Report every line in the entries below that contains the string "lamppost", copying each such line in full.

Labeled-object pointing entries:

»»

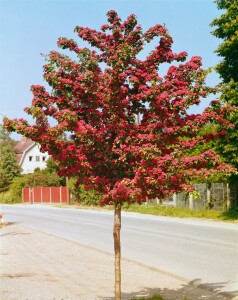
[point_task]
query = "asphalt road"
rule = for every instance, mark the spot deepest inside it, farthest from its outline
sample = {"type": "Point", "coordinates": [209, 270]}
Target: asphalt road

««
»»

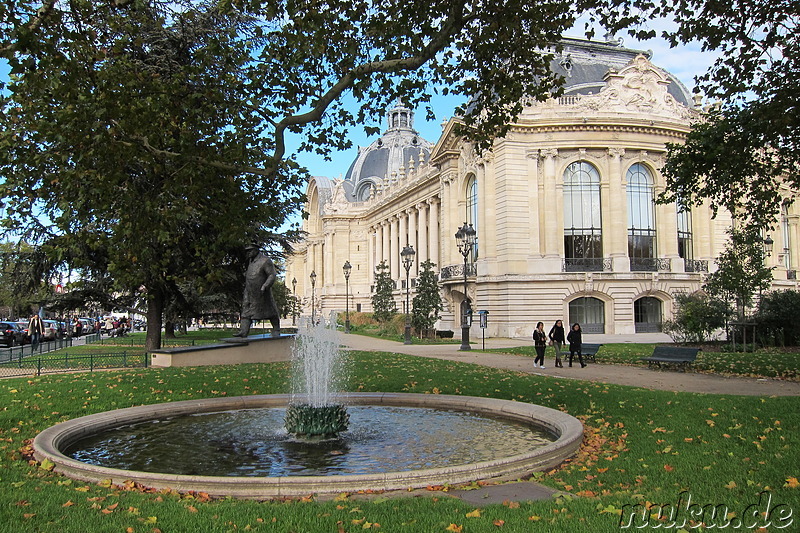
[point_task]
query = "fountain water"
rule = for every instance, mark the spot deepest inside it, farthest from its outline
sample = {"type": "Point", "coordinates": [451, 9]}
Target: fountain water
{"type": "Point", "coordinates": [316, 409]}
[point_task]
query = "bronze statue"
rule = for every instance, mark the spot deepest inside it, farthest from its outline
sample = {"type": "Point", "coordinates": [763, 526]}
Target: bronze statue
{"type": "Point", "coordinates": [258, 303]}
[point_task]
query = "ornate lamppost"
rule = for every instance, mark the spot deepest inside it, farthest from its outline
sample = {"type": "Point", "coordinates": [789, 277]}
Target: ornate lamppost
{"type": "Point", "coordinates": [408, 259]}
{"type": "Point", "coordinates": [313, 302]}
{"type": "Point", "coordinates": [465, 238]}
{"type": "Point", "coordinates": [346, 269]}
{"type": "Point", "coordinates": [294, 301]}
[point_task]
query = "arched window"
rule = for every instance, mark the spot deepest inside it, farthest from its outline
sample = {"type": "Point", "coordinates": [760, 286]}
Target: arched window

««

The output =>
query = "ornate lamppost"
Target: ornate lamppost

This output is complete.